**Objective:** Skip the pictures. Copy all the rest of the records down exactly.

**Point labeling examples:**
○ ○ ○ ○ ○ ○ ○

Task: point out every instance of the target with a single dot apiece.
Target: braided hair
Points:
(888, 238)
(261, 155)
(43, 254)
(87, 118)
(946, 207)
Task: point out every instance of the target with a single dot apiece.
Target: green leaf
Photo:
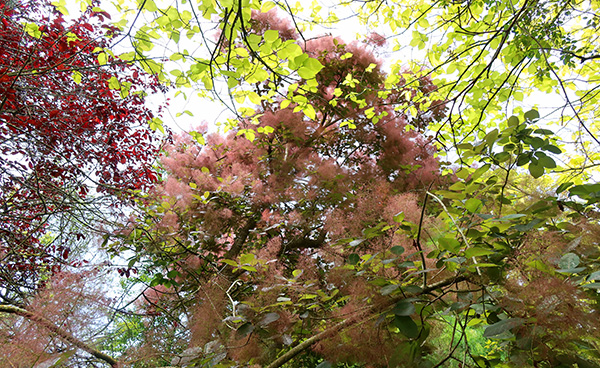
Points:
(561, 188)
(532, 115)
(478, 252)
(404, 308)
(536, 170)
(568, 261)
(388, 289)
(407, 326)
(271, 35)
(500, 328)
(473, 205)
(268, 319)
(450, 244)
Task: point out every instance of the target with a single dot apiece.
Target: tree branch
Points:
(64, 335)
(360, 316)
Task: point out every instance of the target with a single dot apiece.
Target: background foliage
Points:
(359, 207)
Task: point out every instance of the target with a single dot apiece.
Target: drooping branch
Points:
(357, 318)
(64, 335)
(240, 238)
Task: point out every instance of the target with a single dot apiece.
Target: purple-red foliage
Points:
(66, 132)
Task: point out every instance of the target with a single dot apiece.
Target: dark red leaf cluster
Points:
(73, 124)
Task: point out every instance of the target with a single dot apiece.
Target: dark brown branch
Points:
(357, 318)
(64, 335)
(240, 239)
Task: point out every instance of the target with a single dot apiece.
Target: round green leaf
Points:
(407, 326)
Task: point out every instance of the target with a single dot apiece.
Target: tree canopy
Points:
(423, 196)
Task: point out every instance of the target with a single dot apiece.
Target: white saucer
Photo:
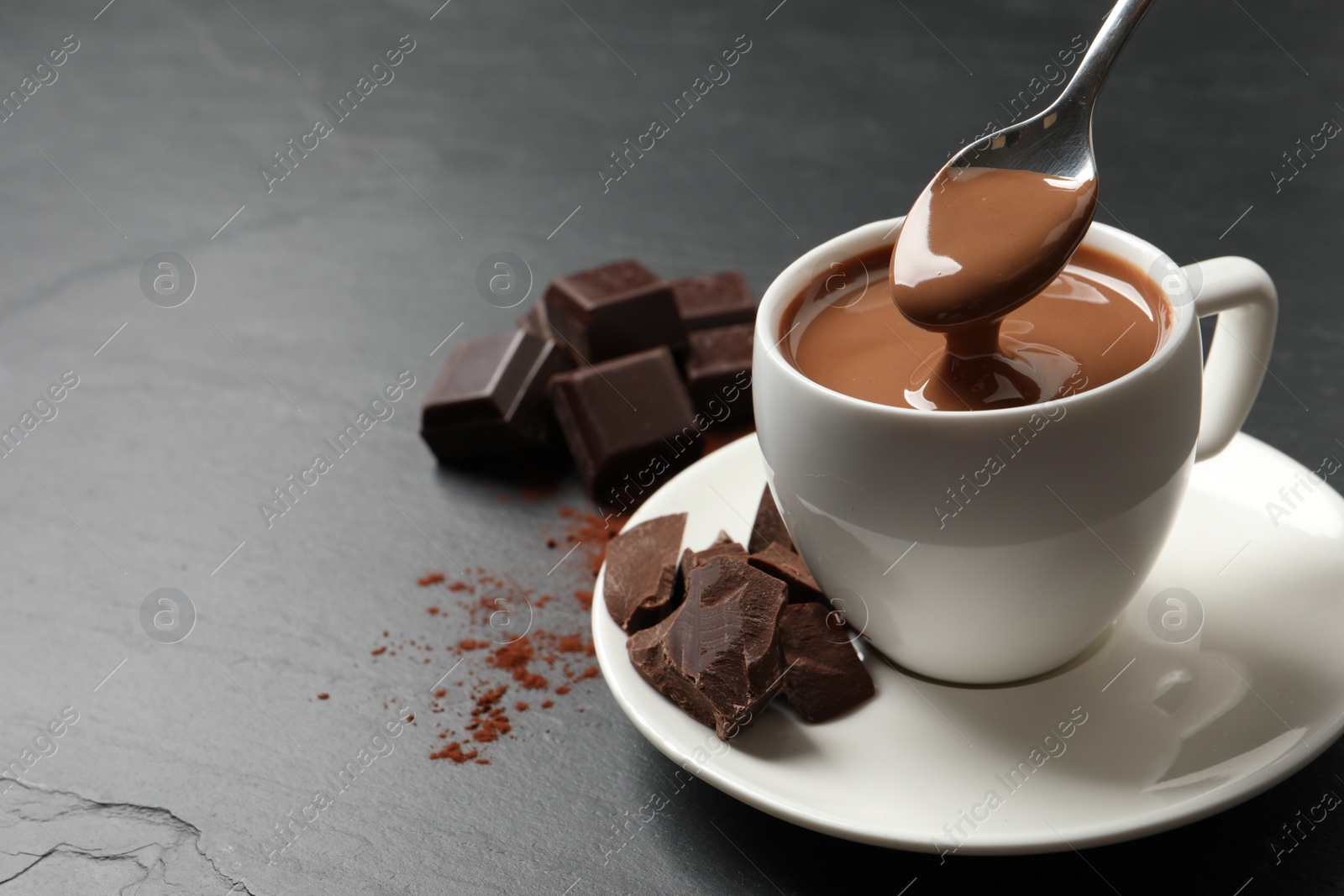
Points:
(1173, 732)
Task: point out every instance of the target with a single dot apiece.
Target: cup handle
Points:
(1247, 302)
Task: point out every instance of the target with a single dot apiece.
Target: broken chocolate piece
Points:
(722, 547)
(640, 584)
(612, 311)
(718, 371)
(537, 322)
(824, 674)
(628, 423)
(769, 526)
(490, 398)
(718, 654)
(785, 563)
(714, 300)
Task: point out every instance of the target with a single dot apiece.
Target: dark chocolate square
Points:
(537, 322)
(714, 300)
(824, 676)
(768, 528)
(612, 311)
(718, 654)
(629, 425)
(718, 371)
(640, 584)
(491, 396)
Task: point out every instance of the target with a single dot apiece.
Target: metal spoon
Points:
(1058, 140)
(979, 244)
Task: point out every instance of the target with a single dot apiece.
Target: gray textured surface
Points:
(150, 474)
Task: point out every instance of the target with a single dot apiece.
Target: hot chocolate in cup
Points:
(990, 546)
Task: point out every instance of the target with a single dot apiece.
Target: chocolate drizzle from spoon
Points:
(979, 244)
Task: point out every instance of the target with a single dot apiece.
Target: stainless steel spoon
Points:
(1001, 219)
(1058, 140)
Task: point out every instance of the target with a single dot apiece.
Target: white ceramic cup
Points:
(979, 573)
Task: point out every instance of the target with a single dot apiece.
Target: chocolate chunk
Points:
(718, 654)
(769, 527)
(824, 674)
(537, 322)
(612, 311)
(718, 371)
(628, 423)
(714, 300)
(490, 398)
(722, 547)
(640, 584)
(785, 563)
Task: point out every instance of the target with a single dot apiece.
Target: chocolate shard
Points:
(490, 399)
(718, 371)
(629, 425)
(785, 563)
(714, 300)
(824, 674)
(722, 547)
(769, 527)
(537, 322)
(718, 654)
(640, 584)
(612, 311)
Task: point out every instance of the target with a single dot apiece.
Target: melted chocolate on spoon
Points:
(979, 244)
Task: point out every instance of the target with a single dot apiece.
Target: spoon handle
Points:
(1092, 71)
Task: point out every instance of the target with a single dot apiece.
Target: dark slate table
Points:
(308, 295)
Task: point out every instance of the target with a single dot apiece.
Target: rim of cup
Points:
(1137, 251)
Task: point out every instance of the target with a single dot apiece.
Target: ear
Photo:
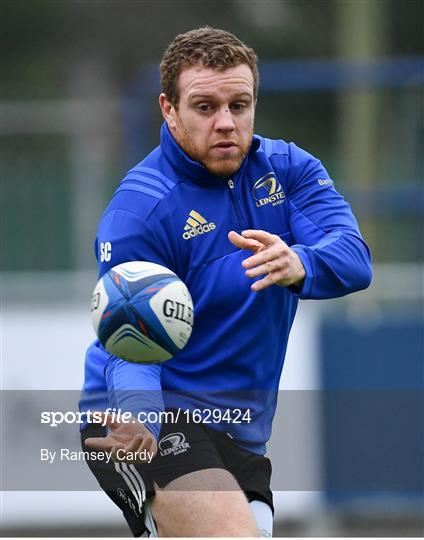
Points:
(168, 111)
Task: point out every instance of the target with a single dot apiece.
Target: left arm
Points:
(329, 258)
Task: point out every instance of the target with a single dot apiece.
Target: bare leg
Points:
(203, 503)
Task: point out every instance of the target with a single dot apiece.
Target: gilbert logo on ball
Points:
(142, 312)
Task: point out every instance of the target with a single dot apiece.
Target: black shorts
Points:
(184, 447)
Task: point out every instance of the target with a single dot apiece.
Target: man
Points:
(250, 225)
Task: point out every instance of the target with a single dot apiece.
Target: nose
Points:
(224, 120)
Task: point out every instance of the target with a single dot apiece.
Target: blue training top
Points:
(172, 211)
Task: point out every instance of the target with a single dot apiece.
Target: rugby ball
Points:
(142, 312)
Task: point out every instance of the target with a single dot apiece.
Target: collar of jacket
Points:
(190, 169)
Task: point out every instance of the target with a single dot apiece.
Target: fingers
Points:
(99, 443)
(272, 258)
(141, 449)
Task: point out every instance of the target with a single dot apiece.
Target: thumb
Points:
(243, 243)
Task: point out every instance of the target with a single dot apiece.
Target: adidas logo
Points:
(196, 225)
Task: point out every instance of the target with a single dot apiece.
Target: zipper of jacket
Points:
(231, 185)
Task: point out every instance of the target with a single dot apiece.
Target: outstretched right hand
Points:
(132, 439)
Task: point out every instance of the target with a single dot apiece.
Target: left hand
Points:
(272, 256)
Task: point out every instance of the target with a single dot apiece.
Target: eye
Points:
(204, 107)
(238, 106)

○ ○ ○ ○ ○ ○ ○

**Solution for this exercise:**
Task: point out every instance of the target with a single dot apiece.
Target: braided hair
Points:
(888, 238)
(261, 155)
(43, 254)
(87, 118)
(946, 207)
Task: point out every instance of the target with a single dot apiece.
Target: green leaf
Photo:
Points:
(561, 188)
(532, 115)
(478, 252)
(404, 308)
(536, 170)
(568, 261)
(388, 289)
(407, 326)
(271, 35)
(500, 328)
(473, 205)
(268, 319)
(450, 244)
Task: point out every instance of the target with a single dot apiece.
Target: tree branch
Points:
(64, 335)
(360, 316)
Task: point out every instance of the target with a single dot apiece.
Target: background foliage
Points:
(359, 207)
Task: point out every instance of the target with a single dot apiece.
Target: drooping branch
Points:
(357, 318)
(64, 335)
(240, 238)
Task: point out every instance of the target with a single dot apiece.
Target: purple-red foliage
Points:
(66, 132)
Task: point out every instance of the target with a single dot apiece.
Target: dark red leaf cluster
Points:
(73, 124)
Task: point out every instance of the target with a single dot apiece.
Target: dark brown branch
Points:
(357, 318)
(64, 335)
(240, 239)
Task: point out every instance of the target with a single dot apiece.
Target: round green leaf
Points:
(407, 326)
Task: point out every instance of the target with a single dot apiece.
Target: tree canopy
Points:
(423, 196)
Task: point out every instance of the target with a single dot apiece.
Target: white saucer
Photo:
Points:
(1173, 732)
Task: point out every instance of the target with a single dot apiece.
Target: cup handle
Points:
(1247, 302)
Task: point out every instance of the target with a single dot apiece.
Target: broken chocolate piece
Points:
(722, 547)
(640, 584)
(612, 311)
(718, 371)
(537, 322)
(824, 674)
(628, 423)
(769, 526)
(490, 398)
(718, 654)
(785, 563)
(714, 300)
Task: point out every instance of the target with a single dot apiece.
Target: dark chocolate square
Points:
(537, 322)
(714, 300)
(824, 676)
(768, 528)
(612, 311)
(718, 654)
(629, 425)
(718, 371)
(640, 584)
(491, 396)
Task: point out every instance of the target with a single dot apiece.
Target: metal spoon
Points:
(1058, 140)
(979, 244)
Task: point out every instance of the target with a single dot apiece.
Target: gray textured surface
Points:
(150, 474)
Task: point out every instance of the target with a single dot apiece.
Target: hot chocolate in cup
Points:
(990, 546)
Task: point out every instance of the target with a single dot apiece.
Target: chocolate drizzle from spoon
Points:
(979, 244)
Task: point out every instance of the target with a single dot apiece.
Target: stainless steel spoon
Points:
(1001, 219)
(1058, 140)
Task: point out every instance of the target with a single dot apiece.
Target: white ceramic cup
Points:
(979, 573)
Task: point out every instance of the target with a single dot apiece.
Target: chocolate chunk
Points:
(718, 654)
(769, 527)
(824, 674)
(537, 322)
(612, 311)
(718, 371)
(628, 423)
(714, 300)
(490, 398)
(722, 547)
(640, 584)
(785, 563)
Task: point out every instance of the target with a single dot apiece.
Target: chocolate shard
Points:
(490, 399)
(718, 371)
(629, 425)
(785, 563)
(714, 300)
(824, 674)
(722, 547)
(769, 527)
(537, 322)
(718, 654)
(640, 584)
(612, 311)
Task: point out every instance of the target with a single dot apiece.
Target: melted chocolate on spoon
Points:
(979, 244)
Task: point out every instance of the target with a single dot apiece.
Target: spoon handle
Points:
(1092, 71)
Task: point out every instance of the target with a single dot apiece.
Target: dark slate table
Points:
(308, 295)
Task: point out every instance of the target with a single dot apiece.
Target: rim of cup
Points:
(1137, 251)
Task: point out every instance of the target with a single dot apiece.
Target: ear
Photo:
Points:
(168, 111)
Task: point out every instance of the target with a single dot apiece.
Target: left arm
Points:
(329, 258)
Task: point out every instance of the target with a single dot apiece.
Target: bare leg
Points:
(203, 503)
Task: point out every instance of the target with a single dot apiece.
Target: gilbert logo on ball
Points:
(142, 312)
Task: point out every instance of the target with a single dot apiece.
Target: black shorts
Points:
(184, 447)
Task: point out every instance of the target with a single dot apiece.
Target: man
Points:
(250, 225)
Task: point out every instance of the target with a single dot apiece.
Target: nose
Points:
(224, 120)
Task: point out every instance of the target with a single dot apiece.
Target: blue training top
Points:
(172, 211)
Task: point out every instance of the target with a single dot apiece.
Target: rugby ball
Points:
(142, 312)
Task: point out every instance of the target with a single dot apiece.
Target: collar of jacket
Points:
(190, 169)
Task: point out every instance of the target with a single dot apiece.
Target: fingers
Points:
(99, 443)
(272, 258)
(141, 449)
Task: point out every instance of the target with a single dot apiece.
Target: thumb
Points:
(243, 243)
Task: point out every instance of the target with a single dot apiece.
Target: adidas logo
Points:
(196, 225)
Task: point out every instance of the target with a single dot apiece.
Target: zipper of jacket
Points:
(231, 185)
Task: point out every instance of the target with a single dot apiece.
Target: outstretched right hand
Points:
(132, 439)
Task: point out every instance of the target with a single dot apiece.
Target: left hand
Points:
(272, 256)
Task: point out every instance of the target with a single dot apiece.
Target: eye
Points:
(204, 107)
(238, 106)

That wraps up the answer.